ABOUT THIS TASK: In the entries below, how many lines contain the string "tree"? State the number and nothing else.
----------
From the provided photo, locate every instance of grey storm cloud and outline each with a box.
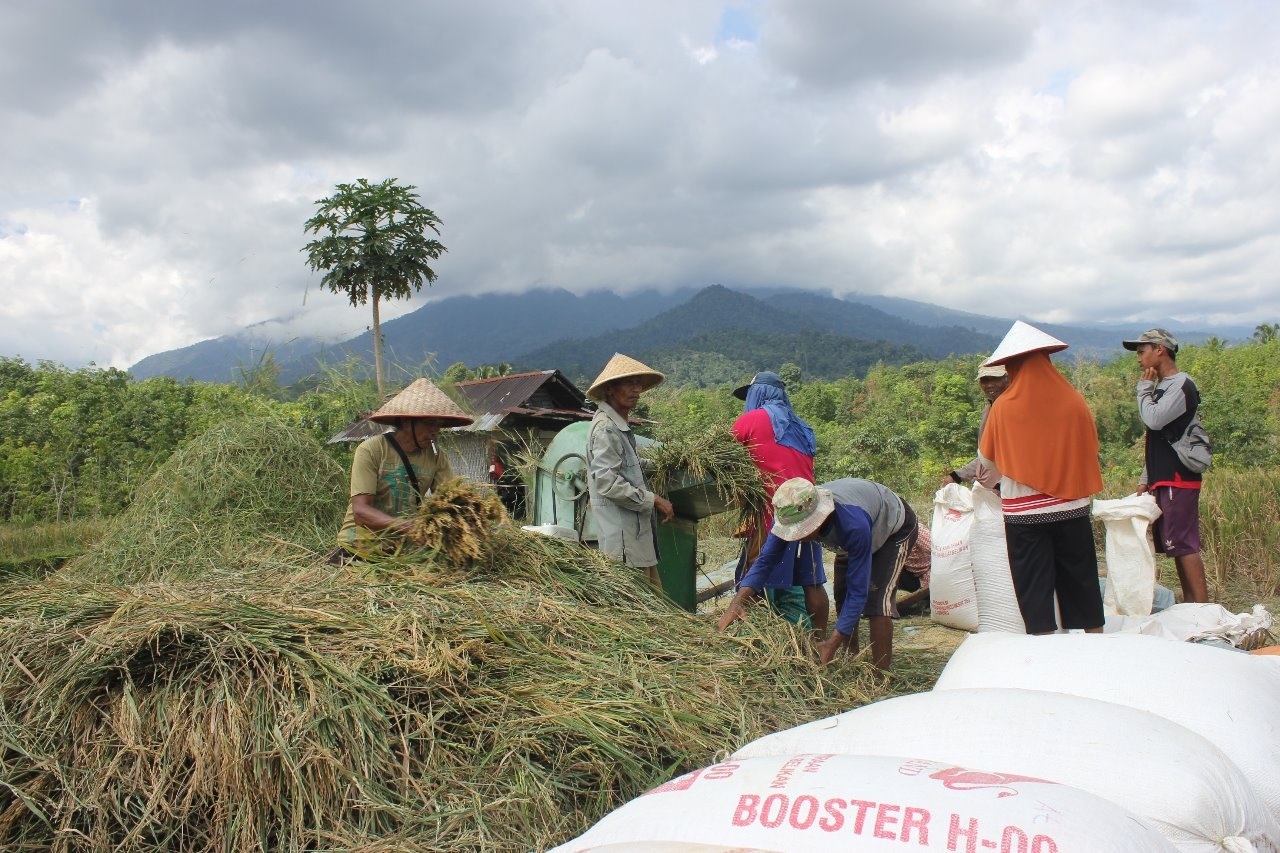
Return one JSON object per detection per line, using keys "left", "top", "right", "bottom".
{"left": 1, "top": 0, "right": 1278, "bottom": 368}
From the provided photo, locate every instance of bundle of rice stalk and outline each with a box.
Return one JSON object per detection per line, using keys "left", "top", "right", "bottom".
{"left": 407, "top": 477, "right": 507, "bottom": 567}
{"left": 64, "top": 414, "right": 347, "bottom": 585}
{"left": 641, "top": 424, "right": 768, "bottom": 523}
{"left": 0, "top": 540, "right": 884, "bottom": 851}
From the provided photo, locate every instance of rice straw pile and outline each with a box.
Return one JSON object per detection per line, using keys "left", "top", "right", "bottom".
{"left": 0, "top": 418, "right": 885, "bottom": 851}
{"left": 641, "top": 424, "right": 769, "bottom": 524}
{"left": 65, "top": 414, "right": 347, "bottom": 584}
{"left": 408, "top": 477, "right": 507, "bottom": 567}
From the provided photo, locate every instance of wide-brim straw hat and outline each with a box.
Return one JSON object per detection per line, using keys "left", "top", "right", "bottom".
{"left": 586, "top": 353, "right": 665, "bottom": 401}
{"left": 369, "top": 378, "right": 475, "bottom": 425}
{"left": 770, "top": 477, "right": 836, "bottom": 541}
{"left": 982, "top": 321, "right": 1068, "bottom": 367}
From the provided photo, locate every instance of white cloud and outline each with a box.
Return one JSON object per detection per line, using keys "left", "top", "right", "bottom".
{"left": 1, "top": 0, "right": 1278, "bottom": 369}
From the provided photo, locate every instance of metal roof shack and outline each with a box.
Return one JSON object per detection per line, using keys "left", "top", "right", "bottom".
{"left": 451, "top": 369, "right": 592, "bottom": 433}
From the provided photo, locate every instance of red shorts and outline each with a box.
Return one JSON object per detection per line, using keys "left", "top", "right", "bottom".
{"left": 1151, "top": 486, "right": 1201, "bottom": 557}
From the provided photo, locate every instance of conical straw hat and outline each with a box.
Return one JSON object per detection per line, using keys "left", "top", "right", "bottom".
{"left": 586, "top": 353, "right": 665, "bottom": 400}
{"left": 369, "top": 378, "right": 475, "bottom": 425}
{"left": 982, "top": 321, "right": 1068, "bottom": 367}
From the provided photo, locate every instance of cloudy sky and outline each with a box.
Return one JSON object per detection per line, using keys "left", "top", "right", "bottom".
{"left": 3, "top": 0, "right": 1278, "bottom": 369}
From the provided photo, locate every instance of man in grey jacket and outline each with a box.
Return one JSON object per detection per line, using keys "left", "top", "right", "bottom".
{"left": 585, "top": 353, "right": 674, "bottom": 588}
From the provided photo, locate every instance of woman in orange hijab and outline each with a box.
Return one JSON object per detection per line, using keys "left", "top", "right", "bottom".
{"left": 978, "top": 322, "right": 1104, "bottom": 635}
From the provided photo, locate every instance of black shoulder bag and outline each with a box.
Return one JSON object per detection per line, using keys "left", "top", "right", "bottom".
{"left": 384, "top": 434, "right": 423, "bottom": 502}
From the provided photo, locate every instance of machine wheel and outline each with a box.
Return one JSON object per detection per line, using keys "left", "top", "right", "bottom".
{"left": 550, "top": 453, "right": 589, "bottom": 503}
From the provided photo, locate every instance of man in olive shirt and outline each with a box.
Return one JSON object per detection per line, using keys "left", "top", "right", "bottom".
{"left": 336, "top": 378, "right": 474, "bottom": 558}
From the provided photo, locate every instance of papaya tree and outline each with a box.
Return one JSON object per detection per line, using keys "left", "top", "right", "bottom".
{"left": 302, "top": 178, "right": 446, "bottom": 398}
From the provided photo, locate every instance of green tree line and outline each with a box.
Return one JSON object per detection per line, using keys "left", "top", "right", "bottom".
{"left": 2, "top": 338, "right": 1277, "bottom": 523}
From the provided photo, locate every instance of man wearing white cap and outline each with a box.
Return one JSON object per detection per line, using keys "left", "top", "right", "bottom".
{"left": 943, "top": 363, "right": 1008, "bottom": 489}
{"left": 977, "top": 321, "right": 1105, "bottom": 635}
{"left": 718, "top": 477, "right": 918, "bottom": 670}
{"left": 335, "top": 378, "right": 474, "bottom": 559}
{"left": 585, "top": 354, "right": 675, "bottom": 588}
{"left": 1122, "top": 328, "right": 1208, "bottom": 603}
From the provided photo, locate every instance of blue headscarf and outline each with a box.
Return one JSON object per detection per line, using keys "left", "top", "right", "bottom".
{"left": 744, "top": 382, "right": 817, "bottom": 457}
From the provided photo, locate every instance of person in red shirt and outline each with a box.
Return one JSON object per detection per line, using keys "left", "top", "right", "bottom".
{"left": 730, "top": 371, "right": 826, "bottom": 634}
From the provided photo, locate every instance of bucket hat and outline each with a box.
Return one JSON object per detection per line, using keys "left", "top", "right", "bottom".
{"left": 1121, "top": 328, "right": 1179, "bottom": 355}
{"left": 732, "top": 370, "right": 787, "bottom": 401}
{"left": 976, "top": 364, "right": 1007, "bottom": 380}
{"left": 586, "top": 353, "right": 665, "bottom": 401}
{"left": 770, "top": 477, "right": 835, "bottom": 541}
{"left": 982, "top": 321, "right": 1068, "bottom": 367}
{"left": 369, "top": 378, "right": 475, "bottom": 425}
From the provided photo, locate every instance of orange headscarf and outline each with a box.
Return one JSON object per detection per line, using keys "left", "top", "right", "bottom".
{"left": 978, "top": 352, "right": 1102, "bottom": 500}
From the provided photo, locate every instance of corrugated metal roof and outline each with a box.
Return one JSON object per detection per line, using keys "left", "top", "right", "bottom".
{"left": 452, "top": 370, "right": 592, "bottom": 432}
{"left": 326, "top": 414, "right": 395, "bottom": 444}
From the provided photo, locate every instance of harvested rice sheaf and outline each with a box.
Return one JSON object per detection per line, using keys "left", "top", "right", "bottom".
{"left": 641, "top": 424, "right": 769, "bottom": 524}
{"left": 3, "top": 421, "right": 886, "bottom": 851}
{"left": 408, "top": 477, "right": 507, "bottom": 567}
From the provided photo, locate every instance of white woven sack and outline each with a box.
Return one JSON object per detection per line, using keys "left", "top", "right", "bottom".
{"left": 1106, "top": 602, "right": 1275, "bottom": 642}
{"left": 928, "top": 484, "right": 979, "bottom": 630}
{"left": 550, "top": 752, "right": 1177, "bottom": 853}
{"left": 733, "top": 688, "right": 1278, "bottom": 853}
{"left": 1093, "top": 493, "right": 1161, "bottom": 615}
{"left": 934, "top": 631, "right": 1280, "bottom": 824}
{"left": 969, "top": 484, "right": 1026, "bottom": 633}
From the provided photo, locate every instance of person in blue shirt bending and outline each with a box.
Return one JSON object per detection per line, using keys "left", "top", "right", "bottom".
{"left": 717, "top": 477, "right": 918, "bottom": 670}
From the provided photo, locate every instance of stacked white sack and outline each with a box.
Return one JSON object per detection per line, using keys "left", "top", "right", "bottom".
----------
PROBLEM SOLUTION: 2